[Dataset entries]

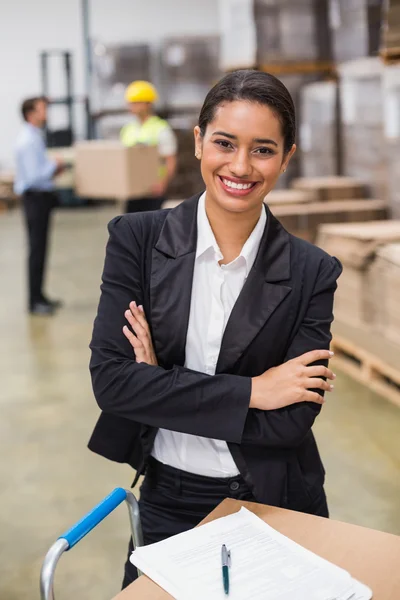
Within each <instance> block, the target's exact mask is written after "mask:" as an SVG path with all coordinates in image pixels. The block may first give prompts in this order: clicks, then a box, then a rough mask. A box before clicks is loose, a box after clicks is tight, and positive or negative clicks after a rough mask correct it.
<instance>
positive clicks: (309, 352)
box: [294, 350, 334, 365]
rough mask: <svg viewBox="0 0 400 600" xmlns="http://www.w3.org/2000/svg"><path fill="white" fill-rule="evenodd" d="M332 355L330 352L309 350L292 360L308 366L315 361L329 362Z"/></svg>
mask: <svg viewBox="0 0 400 600" xmlns="http://www.w3.org/2000/svg"><path fill="white" fill-rule="evenodd" d="M333 355H334V353H333V352H331V351H330V350H311V352H306V353H305V354H302V355H301V356H298V357H297V358H295V359H294V360H295V361H296V362H299V363H300V364H302V365H309V364H311V363H313V362H316V361H317V360H329V359H330V358H332V356H333Z"/></svg>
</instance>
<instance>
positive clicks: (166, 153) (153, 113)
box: [120, 81, 177, 212]
mask: <svg viewBox="0 0 400 600" xmlns="http://www.w3.org/2000/svg"><path fill="white" fill-rule="evenodd" d="M157 99H158V94H157V90H156V89H155V87H154V86H153V85H152V84H151V83H149V82H148V81H134V82H133V83H131V84H130V85H129V86H128V87H127V89H126V92H125V100H126V101H127V103H128V105H129V109H130V111H131V113H132V114H133V115H134V120H133V121H132V122H131V123H128V124H127V125H125V126H124V127H123V128H122V129H121V133H120V139H121V142H122V143H123V144H124V146H135V145H136V144H143V145H146V146H157V148H158V154H159V156H160V169H159V180H158V182H157V183H156V184H155V185H154V186H153V188H152V189H151V190H149V195H148V196H146V197H143V198H135V199H132V200H128V202H127V208H126V212H140V211H145V210H158V209H160V208H161V205H162V203H163V202H164V200H166V192H167V188H168V184H169V182H170V181H171V179H172V178H173V176H174V175H175V172H176V153H177V141H176V136H175V134H174V132H173V131H172V129H171V127H170V125H169V124H168V123H167V121H165V120H164V119H161V118H160V117H158V116H156V115H155V114H154V109H153V105H154V103H155V102H156V101H157Z"/></svg>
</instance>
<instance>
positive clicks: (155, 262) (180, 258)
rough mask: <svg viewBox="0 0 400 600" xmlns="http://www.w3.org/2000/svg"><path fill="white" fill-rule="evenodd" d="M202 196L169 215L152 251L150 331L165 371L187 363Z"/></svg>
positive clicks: (151, 269) (160, 363) (160, 232)
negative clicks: (155, 244)
mask: <svg viewBox="0 0 400 600" xmlns="http://www.w3.org/2000/svg"><path fill="white" fill-rule="evenodd" d="M199 197H200V194H199V195H197V196H194V197H193V198H191V199H190V200H185V201H184V202H182V204H180V205H179V206H177V208H175V209H173V210H171V211H170V212H169V213H168V215H167V217H166V218H165V221H164V224H163V227H162V229H161V232H160V235H159V238H158V240H157V243H156V245H155V247H154V248H153V251H152V265H151V277H150V313H151V328H152V334H153V343H154V347H155V351H156V354H157V357H158V360H159V362H160V364H161V365H162V366H163V367H164V368H171V367H172V366H173V365H174V364H175V365H182V366H183V364H184V362H185V346H186V334H187V328H188V323H189V313H190V300H191V293H192V281H193V270H194V261H195V256H196V243H197V204H198V200H199Z"/></svg>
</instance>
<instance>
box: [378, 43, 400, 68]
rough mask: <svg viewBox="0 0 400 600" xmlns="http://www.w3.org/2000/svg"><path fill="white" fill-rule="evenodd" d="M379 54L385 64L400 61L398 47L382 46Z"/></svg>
mask: <svg viewBox="0 0 400 600" xmlns="http://www.w3.org/2000/svg"><path fill="white" fill-rule="evenodd" d="M379 55H380V57H381V59H382V60H383V62H384V63H385V64H386V65H393V64H396V63H398V62H400V47H399V46H396V47H393V48H382V49H381V50H380V52H379Z"/></svg>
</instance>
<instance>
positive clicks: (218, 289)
mask: <svg viewBox="0 0 400 600" xmlns="http://www.w3.org/2000/svg"><path fill="white" fill-rule="evenodd" d="M194 135H195V149H196V150H195V153H196V156H197V158H198V159H199V160H200V161H201V171H202V176H203V179H204V182H205V184H206V191H205V193H203V194H199V195H198V196H196V197H194V198H191V199H190V200H187V201H185V202H183V203H182V204H181V205H180V206H178V207H177V208H175V209H174V210H172V211H157V212H154V213H142V214H135V215H127V216H123V217H117V218H115V219H114V220H113V221H111V223H110V225H109V232H110V239H109V242H108V246H107V254H106V259H105V267H104V273H103V284H102V294H101V299H100V305H99V309H98V315H97V318H96V321H95V325H94V332H93V339H92V342H91V350H92V358H91V365H90V367H91V373H92V380H93V389H94V393H95V396H96V399H97V402H98V404H99V406H100V408H101V409H102V411H103V413H102V415H101V417H100V419H99V422H98V424H97V426H96V429H95V431H94V433H93V436H92V439H91V441H90V448H91V449H92V450H94V451H95V452H98V453H100V454H102V455H103V456H106V457H107V458H111V459H113V460H116V461H119V462H128V463H129V464H131V465H132V466H133V467H134V468H135V469H136V471H137V476H136V479H135V482H136V481H137V478H138V476H139V475H140V474H142V473H144V474H145V478H144V482H143V485H142V487H141V497H140V509H141V516H142V524H143V530H144V537H145V542H146V543H151V542H156V541H159V540H162V539H164V538H166V537H168V536H170V535H173V534H176V533H179V532H182V531H185V530H187V529H189V528H191V527H194V526H195V525H196V524H197V523H198V522H199V521H200V520H201V519H202V518H203V517H205V516H206V515H207V514H208V513H209V512H210V511H211V510H212V509H213V508H214V507H215V506H216V505H217V504H218V503H219V502H220V501H222V500H223V499H224V498H226V497H232V498H237V499H241V500H255V501H258V502H264V503H267V504H272V505H276V506H282V507H285V508H290V509H293V510H299V511H303V512H308V513H311V514H315V515H321V516H326V517H327V516H328V509H327V504H326V498H325V493H324V489H323V483H324V469H323V466H322V463H321V460H320V457H319V454H318V450H317V447H316V444H315V440H314V437H313V434H312V432H311V427H312V425H313V423H314V420H315V418H316V416H317V415H318V413H319V411H320V409H321V405H322V404H323V402H324V399H323V395H324V392H327V391H330V390H331V389H332V387H333V386H332V385H331V384H330V381H331V380H333V379H334V377H335V375H334V374H333V373H332V371H331V370H329V369H328V368H327V361H328V359H329V358H330V356H331V355H332V353H331V352H329V343H330V340H331V334H330V324H331V322H332V319H333V316H332V304H333V295H334V291H335V289H336V279H337V277H338V276H339V275H340V272H341V266H340V263H339V262H338V261H337V260H336V259H335V258H331V257H330V256H328V255H327V254H325V253H324V252H323V251H322V250H320V249H319V248H317V247H315V246H313V245H311V244H309V243H307V242H305V241H303V240H300V239H298V238H296V237H294V236H292V235H290V234H289V233H287V232H286V231H285V229H283V227H282V226H281V225H280V223H279V222H278V221H277V220H276V219H275V218H274V217H273V215H272V214H271V212H270V211H269V209H268V208H267V207H266V206H264V204H263V200H264V198H265V196H267V194H268V192H269V191H270V190H271V189H272V188H273V187H274V185H275V183H276V181H277V179H278V177H279V175H280V174H281V173H282V172H284V171H285V169H286V167H287V165H288V162H289V160H290V158H291V156H292V155H293V153H294V152H295V149H296V146H295V143H294V142H295V114H294V106H293V102H292V99H291V97H290V95H289V93H288V91H287V89H286V88H285V87H284V85H283V84H282V83H281V82H280V81H279V80H278V79H276V78H275V77H273V76H272V75H269V74H267V73H261V72H257V71H237V72H235V73H231V74H229V75H226V76H225V77H224V78H223V79H222V80H221V81H220V82H219V83H218V84H217V85H216V86H215V87H214V88H213V89H212V90H211V91H210V92H209V94H208V95H207V97H206V99H205V102H204V105H203V108H202V110H201V113H200V117H199V124H198V126H197V127H196V128H195V131H194ZM128 323H129V325H130V327H127V324H128ZM133 332H134V334H135V335H134V334H133ZM123 334H125V335H123ZM135 482H134V483H135ZM135 576H136V571H135V569H134V567H133V566H132V565H130V564H129V562H128V563H127V565H126V570H125V579H124V586H126V585H128V584H129V583H130V582H131V581H132V580H133V578H134V577H135Z"/></svg>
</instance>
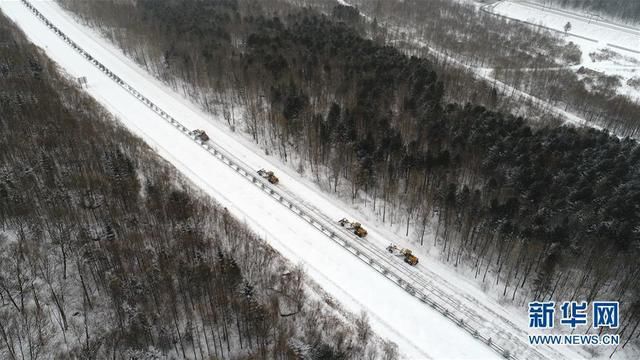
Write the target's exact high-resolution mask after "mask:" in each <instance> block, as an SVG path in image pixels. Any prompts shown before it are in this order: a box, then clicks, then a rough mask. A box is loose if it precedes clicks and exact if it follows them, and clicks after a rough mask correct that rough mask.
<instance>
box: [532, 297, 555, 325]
mask: <svg viewBox="0 0 640 360" xmlns="http://www.w3.org/2000/svg"><path fill="white" fill-rule="evenodd" d="M555 305H556V303H555V302H553V301H547V302H537V301H536V302H530V303H529V327H530V328H534V329H553V318H554V315H555V312H556V309H555Z"/></svg>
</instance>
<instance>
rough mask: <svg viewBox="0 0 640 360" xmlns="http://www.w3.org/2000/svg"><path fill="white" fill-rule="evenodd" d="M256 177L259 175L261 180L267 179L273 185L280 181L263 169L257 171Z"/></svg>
mask: <svg viewBox="0 0 640 360" xmlns="http://www.w3.org/2000/svg"><path fill="white" fill-rule="evenodd" d="M258 175H260V176H262V177H263V178H265V179H267V180H268V181H269V182H270V183H272V184H274V185H275V184H277V183H278V182H279V181H280V179H278V177H277V176H275V175H274V174H273V171H267V170H265V169H260V170H258Z"/></svg>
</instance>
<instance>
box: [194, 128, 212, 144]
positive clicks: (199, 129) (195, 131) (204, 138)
mask: <svg viewBox="0 0 640 360" xmlns="http://www.w3.org/2000/svg"><path fill="white" fill-rule="evenodd" d="M191 135H193V136H194V137H195V138H196V139H198V140H200V141H209V135H207V133H206V132H204V130H200V129H195V130H193V131H192V132H191Z"/></svg>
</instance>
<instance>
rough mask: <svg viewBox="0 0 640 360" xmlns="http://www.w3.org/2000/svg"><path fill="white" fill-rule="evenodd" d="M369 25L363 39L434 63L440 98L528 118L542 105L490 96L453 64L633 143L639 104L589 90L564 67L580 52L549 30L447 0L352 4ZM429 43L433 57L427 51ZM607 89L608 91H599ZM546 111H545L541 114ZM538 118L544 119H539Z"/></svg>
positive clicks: (376, 2)
mask: <svg viewBox="0 0 640 360" xmlns="http://www.w3.org/2000/svg"><path fill="white" fill-rule="evenodd" d="M352 3H353V4H356V5H358V6H359V8H360V10H361V11H362V12H363V13H364V14H366V15H367V16H369V17H371V18H373V19H374V21H373V22H372V26H370V30H369V31H367V32H366V33H367V34H370V35H371V36H373V37H375V38H377V39H380V40H381V41H385V42H386V43H390V44H393V45H394V46H396V47H398V48H400V49H403V50H404V51H405V52H408V53H411V54H416V55H421V56H427V57H429V58H431V59H434V60H435V64H436V68H437V70H438V72H439V73H440V74H441V76H442V77H443V79H447V80H448V84H449V86H447V89H446V92H445V95H447V98H448V99H450V100H452V101H456V102H463V103H464V102H467V101H470V102H473V103H476V102H478V103H481V104H483V105H484V106H486V107H488V108H491V109H499V110H502V111H506V112H512V113H520V114H521V113H525V114H528V115H527V116H529V117H533V116H532V115H533V114H532V110H533V111H536V112H537V111H539V108H540V107H541V106H540V105H534V106H530V105H528V104H524V105H523V102H524V101H523V99H521V98H520V97H519V96H517V95H516V94H513V93H511V92H510V91H505V92H500V93H499V94H497V95H496V96H494V95H493V94H492V89H491V88H492V85H493V87H494V88H495V84H491V82H490V81H489V82H487V81H478V80H476V79H475V78H474V77H473V76H471V75H470V74H469V73H468V71H463V70H461V69H460V65H459V64H458V63H452V61H451V58H454V59H455V60H456V61H457V62H461V63H463V64H465V65H468V66H472V67H475V68H476V70H478V71H483V70H495V72H493V76H494V77H496V78H497V79H498V80H501V81H504V82H506V83H507V84H508V85H511V86H513V87H515V88H517V89H520V90H523V91H525V92H527V93H530V94H532V95H534V96H536V97H538V98H540V99H542V100H544V101H547V102H548V103H550V104H553V106H557V107H560V108H563V109H565V110H569V111H571V112H572V113H575V114H577V115H579V116H580V117H581V118H583V119H585V120H586V121H587V122H588V123H589V124H593V125H597V126H599V127H604V128H607V129H609V130H610V131H612V132H614V133H615V134H617V135H620V136H630V137H635V138H637V137H638V131H639V129H640V123H639V122H638V118H637V116H636V114H637V113H639V112H640V104H639V103H638V100H637V99H633V98H630V97H628V96H625V95H619V94H617V91H618V87H619V86H620V85H619V84H617V85H615V86H613V87H612V90H609V89H606V88H605V89H603V88H602V87H600V86H595V87H594V86H591V85H590V84H588V83H585V80H584V79H583V80H581V78H580V77H579V76H577V75H576V73H575V71H574V70H571V69H569V68H564V67H566V66H567V65H573V64H577V63H579V62H580V61H581V55H582V54H581V51H580V49H579V48H578V46H576V45H575V44H573V43H572V42H569V43H566V42H564V41H563V40H562V39H561V38H559V37H557V36H555V35H554V34H552V33H550V32H549V31H547V30H546V29H543V28H541V27H537V26H531V25H527V24H521V23H519V22H514V21H509V20H507V19H504V18H502V17H499V16H495V15H494V14H491V13H489V12H484V11H482V10H480V9H478V7H477V6H475V5H474V4H471V3H467V2H460V1H447V0H430V1H421V0H406V1H397V0H390V1H382V0H352ZM424 45H428V46H430V47H433V48H435V49H437V50H438V52H435V53H434V52H432V51H428V49H426V48H425V47H424ZM603 90H605V91H603ZM523 106H525V109H524V111H523V109H522V107H523ZM543 110H544V109H543ZM535 117H541V118H543V119H544V118H545V116H544V115H542V116H541V115H540V114H536V116H535Z"/></svg>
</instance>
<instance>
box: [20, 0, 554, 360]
mask: <svg viewBox="0 0 640 360" xmlns="http://www.w3.org/2000/svg"><path fill="white" fill-rule="evenodd" d="M21 1H22V3H23V4H24V5H25V6H26V7H27V8H29V9H30V10H31V12H32V13H33V14H34V15H35V16H36V17H38V18H39V19H40V20H41V21H43V22H44V23H45V24H46V25H47V27H49V28H50V29H51V30H52V31H53V32H55V33H56V34H57V36H59V37H60V38H62V39H63V40H64V41H65V42H66V43H67V44H68V45H69V46H70V47H71V48H73V49H74V50H75V51H77V52H78V53H80V54H81V55H82V56H83V57H84V58H85V59H86V60H87V61H89V62H91V63H92V64H93V65H94V66H95V67H97V68H98V69H100V70H101V71H102V72H103V73H104V74H105V75H107V76H108V77H109V78H111V79H112V80H113V81H114V82H116V83H117V84H118V85H119V86H121V87H122V88H123V89H125V90H126V91H127V92H129V93H130V94H131V95H132V96H134V97H136V98H137V99H138V100H139V101H141V102H142V103H143V104H144V105H146V106H147V107H148V108H149V109H151V110H152V111H154V112H155V113H156V114H158V115H159V116H160V117H161V118H162V119H164V120H165V121H167V122H168V123H170V124H171V125H172V126H173V127H175V128H176V129H177V130H178V131H179V132H181V133H182V134H183V135H184V136H188V137H189V138H191V139H192V141H194V142H196V143H197V144H198V145H199V146H201V147H202V148H204V149H205V150H206V151H207V152H209V153H210V154H211V155H212V156H214V157H216V158H217V159H218V160H219V161H221V162H223V163H224V164H226V165H227V166H229V167H230V168H231V169H233V170H234V171H235V172H236V173H238V174H239V175H240V176H242V177H243V178H244V179H245V180H247V181H249V182H251V183H252V184H254V185H255V186H256V187H258V188H259V189H261V190H262V191H263V192H264V193H266V194H267V195H268V196H270V197H271V198H272V199H274V200H276V201H277V202H279V203H280V204H281V205H282V206H284V207H286V208H287V209H289V210H290V211H291V212H293V213H294V214H296V215H297V216H299V217H300V218H302V219H303V220H304V221H306V222H307V223H309V224H310V225H312V226H313V227H314V228H316V229H317V230H318V231H320V232H322V233H323V234H324V235H325V236H326V237H327V238H329V239H330V240H331V241H333V242H335V243H337V244H338V245H340V246H341V247H343V248H344V249H345V250H347V251H349V252H350V253H352V254H353V255H354V256H356V257H357V258H358V259H359V260H360V261H362V262H364V263H366V264H367V265H369V266H370V267H371V268H372V269H374V270H375V271H377V272H378V273H380V274H381V275H382V276H384V277H386V278H387V279H388V280H390V281H392V282H393V283H394V284H396V285H397V286H399V287H401V288H402V289H404V290H405V291H406V292H407V293H409V294H410V295H412V296H413V297H415V298H417V299H418V300H420V301H422V302H424V303H426V304H428V305H429V306H430V307H432V308H433V309H435V310H437V311H438V312H440V313H441V314H442V315H444V316H445V317H447V318H449V319H450V320H452V321H453V322H455V323H456V324H457V325H458V326H460V327H461V328H463V329H464V330H466V331H467V332H469V333H470V334H471V335H473V336H474V337H475V338H477V339H478V340H479V341H482V342H484V343H485V344H486V345H487V346H489V347H491V348H492V349H493V350H494V351H496V352H498V353H499V354H500V355H502V356H503V357H505V358H507V359H519V358H522V359H546V358H548V357H547V356H545V355H543V354H542V353H541V352H540V351H538V350H537V349H535V348H533V347H531V346H529V345H528V344H527V343H525V341H524V339H525V338H526V334H524V332H523V331H522V330H521V329H519V328H518V327H517V326H516V325H515V324H513V323H512V322H510V321H509V320H508V319H505V318H504V317H502V316H500V315H498V314H495V313H494V312H492V311H491V310H490V309H488V308H486V307H481V308H482V309H481V311H483V312H484V311H487V312H489V313H491V314H493V317H499V318H500V320H501V321H500V322H499V323H495V322H493V321H491V320H489V319H488V318H487V317H484V316H482V315H481V314H480V313H478V311H476V309H474V308H473V307H471V306H468V305H467V304H465V302H463V301H459V300H458V299H456V297H455V296H452V292H449V291H443V290H442V287H443V286H444V287H449V288H450V289H452V290H453V287H452V286H451V285H450V284H448V283H447V282H446V281H445V280H443V279H439V278H438V277H437V276H435V274H432V275H433V277H432V276H427V275H426V273H428V271H427V270H426V269H425V268H424V267H419V268H418V269H416V268H412V267H410V266H409V265H408V264H405V263H404V262H403V261H402V259H400V258H398V257H395V256H393V255H392V254H389V253H388V252H387V251H386V250H384V249H382V248H379V247H376V246H374V245H373V244H371V243H369V242H366V241H362V240H361V239H359V238H357V237H355V235H353V234H352V233H351V232H349V231H347V230H346V229H344V228H342V227H340V226H339V225H338V224H337V223H336V222H335V220H334V219H331V218H329V217H328V216H327V215H325V214H323V213H322V212H321V211H319V210H317V209H315V208H314V207H313V206H312V205H311V204H306V203H305V202H304V200H302V199H300V198H299V197H298V196H297V195H296V194H292V193H291V192H289V191H287V190H286V189H283V188H282V187H275V186H273V185H271V184H269V183H268V182H266V181H265V180H264V179H263V178H261V177H260V176H258V175H257V174H256V173H255V170H253V169H252V168H251V167H250V166H248V165H247V164H245V163H244V162H243V161H241V160H240V159H238V158H237V157H236V156H234V155H233V154H231V153H229V152H228V151H226V150H225V149H224V148H223V147H221V146H219V145H218V144H216V143H215V142H214V141H211V140H210V141H206V142H203V141H201V140H199V139H197V138H196V137H195V136H194V135H192V133H191V131H190V129H188V128H187V127H186V126H184V125H183V124H182V123H181V122H179V121H178V120H176V119H175V118H174V117H172V116H171V115H169V114H168V113H167V112H166V111H164V110H163V109H162V108H161V107H160V106H158V105H157V104H154V103H153V102H151V101H150V100H149V99H148V98H147V97H145V96H144V95H142V94H141V93H140V92H139V91H138V90H136V89H135V88H134V87H133V86H131V85H130V84H128V83H127V82H125V81H124V80H123V79H122V78H120V77H119V76H118V75H117V74H115V73H114V72H112V71H111V70H109V69H108V68H107V67H106V66H104V64H102V63H101V62H100V61H98V60H97V59H96V58H95V57H93V56H92V55H91V54H89V53H87V52H86V51H85V50H83V49H82V48H81V47H80V46H79V45H78V44H77V43H75V42H74V41H73V40H72V39H70V38H69V37H68V36H67V35H65V34H64V33H63V32H62V31H60V29H58V28H57V27H56V26H55V25H54V24H53V23H51V22H50V21H49V20H48V19H47V18H46V17H45V16H44V15H42V13H40V12H39V11H38V10H37V8H36V7H34V6H33V5H32V4H31V3H30V2H29V1H27V0H21ZM436 282H437V283H438V285H436V284H435V283H436ZM456 295H459V293H457V294H456ZM466 300H467V301H471V302H473V299H472V298H471V297H469V298H467V299H466ZM475 305H477V304H475ZM544 349H545V353H547V352H549V353H548V355H549V357H551V358H562V355H561V354H560V353H559V352H557V351H554V350H553V349H551V348H544Z"/></svg>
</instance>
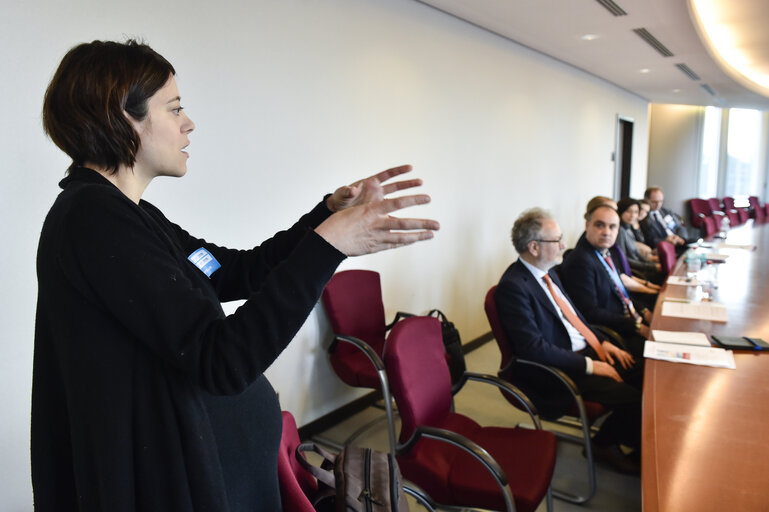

▸ TASK OBJECTIVE
Copy out each line of the material above that contains the word "negative".

▸ SOLVED EXERCISE
Within each <instance> block, the target's exact mask is written after "mask:" as an SVG path with all coordinates in image pixels. The block may first give prompts in this order: clicks, then a box, then a rough mask. A box before clicks is loose, a box after clicks is tight, and positive or negative clicks after a rough mask correct it.
negative clicks: (155, 244)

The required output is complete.